▶ **Study text**:
───
The system has also become a financial albatross to misuse
of emergency services and ineffective communication practices. Hospitals are
forced to divert human and material resources within emergency departments to
patients lacking insurance credentials for unrelated concerns. In addition dependency
on a paper based system of medical records is inefficient in coordinating and
sharing valuable information and monitoring compliance with prevention and
disease management programs.
To offset expenditure and ineffectiveness demonstrated by a
cumbersome regime the passage of legislation introduced the 2010 Health Care
Reform bill that will within the next five years provide the following:
Access to coverage of all unmarried individuals up to the
age of 26 under their parents’ health insurance plans unless the aforementioned
has his/her individual policy
Immunization and preventive care with all programs
Coverage with pre-existing conditions
An end to unreasonable annual or life time limits on health
care provisions to be determined by income, size of family and use of coverage.
The expectation of minimal insurance to all by 2014 or risk
of penalty
Considering many will remain uninsured a single payer system
as evident in Canada
is worthy of consideration. It too carries baggage such as limited access to
high tech procedures, shortage of equipment and beds, omission of assistance
for some medical matters and cost overruns but allows all citizens an
opportunity to receive primary healthcare regardless of location or employment
status. It is credited in part due to the focus on primary care giving which
currently experiences a shortage in America and an administrative
overhead that is 11% of all healthcare cost as opposed to 19% to 24% in the United States .
───
[Referring expression pointing data]
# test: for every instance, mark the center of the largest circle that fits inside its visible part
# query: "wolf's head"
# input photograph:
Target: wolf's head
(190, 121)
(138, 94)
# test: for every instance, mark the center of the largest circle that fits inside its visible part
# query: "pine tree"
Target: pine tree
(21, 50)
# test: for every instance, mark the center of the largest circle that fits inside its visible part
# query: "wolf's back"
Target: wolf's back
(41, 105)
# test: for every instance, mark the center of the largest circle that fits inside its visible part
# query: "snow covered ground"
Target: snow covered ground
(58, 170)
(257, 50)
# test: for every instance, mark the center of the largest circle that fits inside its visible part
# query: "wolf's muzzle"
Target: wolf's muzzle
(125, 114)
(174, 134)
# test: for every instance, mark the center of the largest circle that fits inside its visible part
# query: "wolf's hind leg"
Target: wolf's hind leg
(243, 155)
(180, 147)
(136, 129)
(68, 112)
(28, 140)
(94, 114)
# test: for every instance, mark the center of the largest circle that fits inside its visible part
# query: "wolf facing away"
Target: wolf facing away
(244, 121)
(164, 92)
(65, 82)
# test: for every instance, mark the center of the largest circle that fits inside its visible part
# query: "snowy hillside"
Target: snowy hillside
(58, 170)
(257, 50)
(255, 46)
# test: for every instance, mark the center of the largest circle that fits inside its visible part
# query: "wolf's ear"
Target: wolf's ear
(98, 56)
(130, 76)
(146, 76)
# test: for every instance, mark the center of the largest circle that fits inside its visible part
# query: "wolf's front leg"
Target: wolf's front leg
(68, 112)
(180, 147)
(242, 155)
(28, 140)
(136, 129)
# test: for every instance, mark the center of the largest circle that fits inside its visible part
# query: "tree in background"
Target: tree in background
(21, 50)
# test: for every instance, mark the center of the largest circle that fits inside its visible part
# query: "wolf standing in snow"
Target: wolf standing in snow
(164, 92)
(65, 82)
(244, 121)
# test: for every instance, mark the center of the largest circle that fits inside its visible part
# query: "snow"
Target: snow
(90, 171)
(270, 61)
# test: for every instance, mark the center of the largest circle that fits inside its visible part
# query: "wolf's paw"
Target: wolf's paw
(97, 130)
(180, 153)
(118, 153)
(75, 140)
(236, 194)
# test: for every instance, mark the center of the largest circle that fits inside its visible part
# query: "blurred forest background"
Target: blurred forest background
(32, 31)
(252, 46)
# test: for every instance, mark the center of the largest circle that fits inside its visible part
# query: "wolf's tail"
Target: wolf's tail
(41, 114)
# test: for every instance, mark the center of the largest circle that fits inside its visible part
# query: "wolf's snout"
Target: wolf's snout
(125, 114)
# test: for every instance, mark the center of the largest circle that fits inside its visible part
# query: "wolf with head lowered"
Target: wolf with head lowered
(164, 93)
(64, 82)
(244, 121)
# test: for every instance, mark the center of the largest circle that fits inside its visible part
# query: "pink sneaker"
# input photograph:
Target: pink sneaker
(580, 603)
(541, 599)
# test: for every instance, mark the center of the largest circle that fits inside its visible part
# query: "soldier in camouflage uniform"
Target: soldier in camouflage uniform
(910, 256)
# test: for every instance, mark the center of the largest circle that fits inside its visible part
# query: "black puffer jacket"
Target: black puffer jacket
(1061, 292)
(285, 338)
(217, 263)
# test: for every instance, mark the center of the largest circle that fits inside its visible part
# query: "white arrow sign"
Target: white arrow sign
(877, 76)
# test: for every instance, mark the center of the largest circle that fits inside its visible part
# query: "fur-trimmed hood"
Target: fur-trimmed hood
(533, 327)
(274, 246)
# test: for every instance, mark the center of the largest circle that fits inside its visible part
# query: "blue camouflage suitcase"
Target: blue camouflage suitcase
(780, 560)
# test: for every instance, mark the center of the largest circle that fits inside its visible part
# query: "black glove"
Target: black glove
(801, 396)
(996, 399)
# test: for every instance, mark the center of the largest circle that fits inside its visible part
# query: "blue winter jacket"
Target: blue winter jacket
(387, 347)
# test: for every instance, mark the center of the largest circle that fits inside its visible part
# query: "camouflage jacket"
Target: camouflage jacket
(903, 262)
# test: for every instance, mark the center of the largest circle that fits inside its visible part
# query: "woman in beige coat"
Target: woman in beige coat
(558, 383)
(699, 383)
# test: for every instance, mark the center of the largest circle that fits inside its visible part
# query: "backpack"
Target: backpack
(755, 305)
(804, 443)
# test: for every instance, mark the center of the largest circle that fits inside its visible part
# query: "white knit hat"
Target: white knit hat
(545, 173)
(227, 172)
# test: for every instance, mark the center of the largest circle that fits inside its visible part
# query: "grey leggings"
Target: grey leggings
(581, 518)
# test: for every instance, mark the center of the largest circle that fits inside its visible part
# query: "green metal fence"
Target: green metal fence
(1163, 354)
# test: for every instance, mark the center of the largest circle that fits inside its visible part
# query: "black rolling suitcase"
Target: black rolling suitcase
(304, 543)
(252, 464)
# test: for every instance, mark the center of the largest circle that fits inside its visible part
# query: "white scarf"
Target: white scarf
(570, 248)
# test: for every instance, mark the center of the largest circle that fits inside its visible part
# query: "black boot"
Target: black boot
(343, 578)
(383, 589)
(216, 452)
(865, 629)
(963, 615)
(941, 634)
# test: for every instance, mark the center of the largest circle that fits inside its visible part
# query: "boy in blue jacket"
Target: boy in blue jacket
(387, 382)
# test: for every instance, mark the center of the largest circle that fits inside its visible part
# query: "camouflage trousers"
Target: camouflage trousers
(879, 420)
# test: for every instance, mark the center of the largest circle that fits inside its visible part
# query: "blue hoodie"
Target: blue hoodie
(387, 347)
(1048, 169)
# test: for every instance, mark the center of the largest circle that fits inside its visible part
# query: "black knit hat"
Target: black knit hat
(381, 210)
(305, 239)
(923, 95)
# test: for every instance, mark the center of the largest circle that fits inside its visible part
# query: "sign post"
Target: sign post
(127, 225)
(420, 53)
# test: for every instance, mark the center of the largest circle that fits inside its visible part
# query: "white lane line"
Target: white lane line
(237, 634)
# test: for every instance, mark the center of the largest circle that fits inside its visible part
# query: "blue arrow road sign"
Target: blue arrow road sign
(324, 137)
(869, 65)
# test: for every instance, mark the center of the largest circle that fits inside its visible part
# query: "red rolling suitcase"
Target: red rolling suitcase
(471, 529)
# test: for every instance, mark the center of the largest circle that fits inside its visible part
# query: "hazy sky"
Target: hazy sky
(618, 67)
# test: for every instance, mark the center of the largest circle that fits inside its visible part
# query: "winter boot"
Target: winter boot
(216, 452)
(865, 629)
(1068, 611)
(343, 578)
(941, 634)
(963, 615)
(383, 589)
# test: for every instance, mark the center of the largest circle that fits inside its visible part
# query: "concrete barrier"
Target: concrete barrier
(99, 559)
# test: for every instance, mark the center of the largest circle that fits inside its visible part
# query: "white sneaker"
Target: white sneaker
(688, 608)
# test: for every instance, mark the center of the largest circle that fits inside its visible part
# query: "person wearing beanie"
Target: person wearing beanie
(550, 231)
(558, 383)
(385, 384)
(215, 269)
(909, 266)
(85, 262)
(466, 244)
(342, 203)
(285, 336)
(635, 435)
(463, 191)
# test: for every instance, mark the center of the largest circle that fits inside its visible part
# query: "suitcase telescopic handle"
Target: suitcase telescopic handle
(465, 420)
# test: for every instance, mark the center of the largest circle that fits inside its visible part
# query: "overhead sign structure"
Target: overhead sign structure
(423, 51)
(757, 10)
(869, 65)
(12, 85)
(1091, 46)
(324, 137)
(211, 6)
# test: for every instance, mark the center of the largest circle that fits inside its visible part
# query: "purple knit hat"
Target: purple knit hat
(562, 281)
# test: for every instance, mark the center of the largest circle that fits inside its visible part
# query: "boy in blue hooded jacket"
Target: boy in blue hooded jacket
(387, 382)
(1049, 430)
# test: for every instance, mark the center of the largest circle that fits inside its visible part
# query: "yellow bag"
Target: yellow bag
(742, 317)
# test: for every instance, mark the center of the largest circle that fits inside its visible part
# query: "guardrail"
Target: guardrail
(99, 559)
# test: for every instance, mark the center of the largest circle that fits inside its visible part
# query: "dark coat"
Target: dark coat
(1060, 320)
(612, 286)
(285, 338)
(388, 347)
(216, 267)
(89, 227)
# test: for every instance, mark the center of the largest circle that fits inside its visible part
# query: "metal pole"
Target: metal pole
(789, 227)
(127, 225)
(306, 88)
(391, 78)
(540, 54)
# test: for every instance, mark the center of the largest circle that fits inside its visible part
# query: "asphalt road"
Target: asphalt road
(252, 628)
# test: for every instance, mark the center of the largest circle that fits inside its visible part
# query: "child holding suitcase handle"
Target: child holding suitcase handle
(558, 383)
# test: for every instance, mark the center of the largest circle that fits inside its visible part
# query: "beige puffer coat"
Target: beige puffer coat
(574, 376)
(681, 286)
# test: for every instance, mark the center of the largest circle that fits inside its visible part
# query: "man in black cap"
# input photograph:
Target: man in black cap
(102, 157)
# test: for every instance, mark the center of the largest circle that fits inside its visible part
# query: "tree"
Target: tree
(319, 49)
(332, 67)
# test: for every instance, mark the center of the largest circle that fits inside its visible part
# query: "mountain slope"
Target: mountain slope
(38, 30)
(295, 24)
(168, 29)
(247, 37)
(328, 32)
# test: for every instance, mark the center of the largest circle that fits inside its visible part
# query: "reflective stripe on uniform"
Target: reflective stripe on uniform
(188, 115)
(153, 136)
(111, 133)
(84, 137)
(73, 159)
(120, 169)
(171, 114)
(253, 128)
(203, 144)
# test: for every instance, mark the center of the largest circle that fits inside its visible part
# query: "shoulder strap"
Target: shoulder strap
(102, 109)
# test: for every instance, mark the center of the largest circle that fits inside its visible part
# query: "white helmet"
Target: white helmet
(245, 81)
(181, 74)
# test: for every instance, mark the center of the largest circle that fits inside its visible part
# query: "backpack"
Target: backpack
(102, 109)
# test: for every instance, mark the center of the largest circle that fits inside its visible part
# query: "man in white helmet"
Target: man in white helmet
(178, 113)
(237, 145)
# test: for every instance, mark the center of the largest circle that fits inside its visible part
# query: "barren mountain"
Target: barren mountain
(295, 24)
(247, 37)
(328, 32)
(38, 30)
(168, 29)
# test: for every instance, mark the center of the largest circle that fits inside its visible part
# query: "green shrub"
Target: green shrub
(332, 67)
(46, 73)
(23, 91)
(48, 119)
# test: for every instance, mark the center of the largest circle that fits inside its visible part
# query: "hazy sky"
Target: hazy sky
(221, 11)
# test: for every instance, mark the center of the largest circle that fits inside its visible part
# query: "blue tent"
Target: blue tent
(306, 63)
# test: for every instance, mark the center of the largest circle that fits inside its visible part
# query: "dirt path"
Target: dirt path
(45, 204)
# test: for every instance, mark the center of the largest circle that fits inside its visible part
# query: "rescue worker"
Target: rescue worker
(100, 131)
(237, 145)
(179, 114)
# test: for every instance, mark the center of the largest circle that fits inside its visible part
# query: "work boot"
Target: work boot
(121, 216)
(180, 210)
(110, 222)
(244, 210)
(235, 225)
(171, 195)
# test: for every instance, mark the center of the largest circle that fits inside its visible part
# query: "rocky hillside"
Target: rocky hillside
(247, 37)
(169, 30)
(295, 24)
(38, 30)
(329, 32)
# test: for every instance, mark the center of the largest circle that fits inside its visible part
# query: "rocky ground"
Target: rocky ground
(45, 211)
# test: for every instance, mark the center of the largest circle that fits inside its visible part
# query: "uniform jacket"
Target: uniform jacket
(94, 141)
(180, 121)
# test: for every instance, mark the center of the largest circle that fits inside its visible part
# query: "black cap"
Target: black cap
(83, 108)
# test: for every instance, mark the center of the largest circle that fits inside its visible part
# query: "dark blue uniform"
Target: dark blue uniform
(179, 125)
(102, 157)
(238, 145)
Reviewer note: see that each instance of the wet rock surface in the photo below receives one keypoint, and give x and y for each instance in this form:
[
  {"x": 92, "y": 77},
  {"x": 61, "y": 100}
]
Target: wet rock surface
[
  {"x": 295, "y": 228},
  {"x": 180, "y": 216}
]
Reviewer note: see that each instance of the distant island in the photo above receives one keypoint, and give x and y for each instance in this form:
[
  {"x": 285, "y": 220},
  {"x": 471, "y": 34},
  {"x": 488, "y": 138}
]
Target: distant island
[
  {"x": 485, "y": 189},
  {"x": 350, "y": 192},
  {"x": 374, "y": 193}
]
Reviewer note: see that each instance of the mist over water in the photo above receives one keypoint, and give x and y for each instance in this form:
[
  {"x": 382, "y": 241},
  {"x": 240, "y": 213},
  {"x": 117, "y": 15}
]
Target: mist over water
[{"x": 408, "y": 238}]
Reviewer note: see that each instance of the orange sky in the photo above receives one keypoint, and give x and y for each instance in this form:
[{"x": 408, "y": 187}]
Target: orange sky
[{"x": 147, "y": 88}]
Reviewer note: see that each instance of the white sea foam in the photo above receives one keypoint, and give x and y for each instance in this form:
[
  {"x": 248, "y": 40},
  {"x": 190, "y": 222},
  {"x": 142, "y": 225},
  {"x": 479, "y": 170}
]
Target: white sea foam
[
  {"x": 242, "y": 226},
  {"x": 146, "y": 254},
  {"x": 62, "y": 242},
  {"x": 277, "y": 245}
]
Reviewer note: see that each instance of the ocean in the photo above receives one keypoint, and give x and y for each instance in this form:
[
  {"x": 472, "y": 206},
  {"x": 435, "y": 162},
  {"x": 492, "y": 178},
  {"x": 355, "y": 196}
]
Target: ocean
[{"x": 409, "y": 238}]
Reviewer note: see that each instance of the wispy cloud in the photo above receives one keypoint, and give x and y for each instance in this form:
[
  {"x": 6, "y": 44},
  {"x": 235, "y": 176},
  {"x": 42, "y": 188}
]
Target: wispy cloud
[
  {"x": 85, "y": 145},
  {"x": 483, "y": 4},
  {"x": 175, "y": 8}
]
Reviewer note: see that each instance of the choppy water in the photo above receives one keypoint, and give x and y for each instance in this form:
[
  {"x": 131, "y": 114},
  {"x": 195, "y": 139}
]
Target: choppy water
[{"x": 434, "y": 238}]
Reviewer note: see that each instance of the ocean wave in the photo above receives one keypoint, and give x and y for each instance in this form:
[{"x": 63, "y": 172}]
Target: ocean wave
───
▶ **Exercise 1**: According to the health care reform text, what percentage of all healthcare cost is administrative overhead in the single payer system?
▶ **Exercise 2**: List every drawback that the health care reform text attributes to the single payer system.
▶ **Exercise 3**: Continue the health care reform text, starting after its last sentence.
These rows come from a source separate from the health care reform text.

▶ **Answer space 1**: 11% of all healthcare cost.

▶ **Answer space 2**:
- Limited access to high tech procedures
- Shortage of equipment and beds
- Omission of assistance for some medical matters
- Cost overruns

▶ **Answer space 3**:
Moreover when judged among comparable arrangements in 10 developed nations it
has received kudos from the Harris polls as the most satisfying service of its
kind.
With a growing demand for improved quality in the delivery
of healthcare in America
current and future administrations must consider the value of human life and
its correlation to productivity and advancement and act accordingly. An
alternate course of action will most definitely permeate the society with unfathomable
social chaos.
Sources
Cooper, Ed and Taylor, Liz. Comparing Healthcare Systems.
Good Medicine Donohue, Tom. US Healthcare: Strength and Weakness.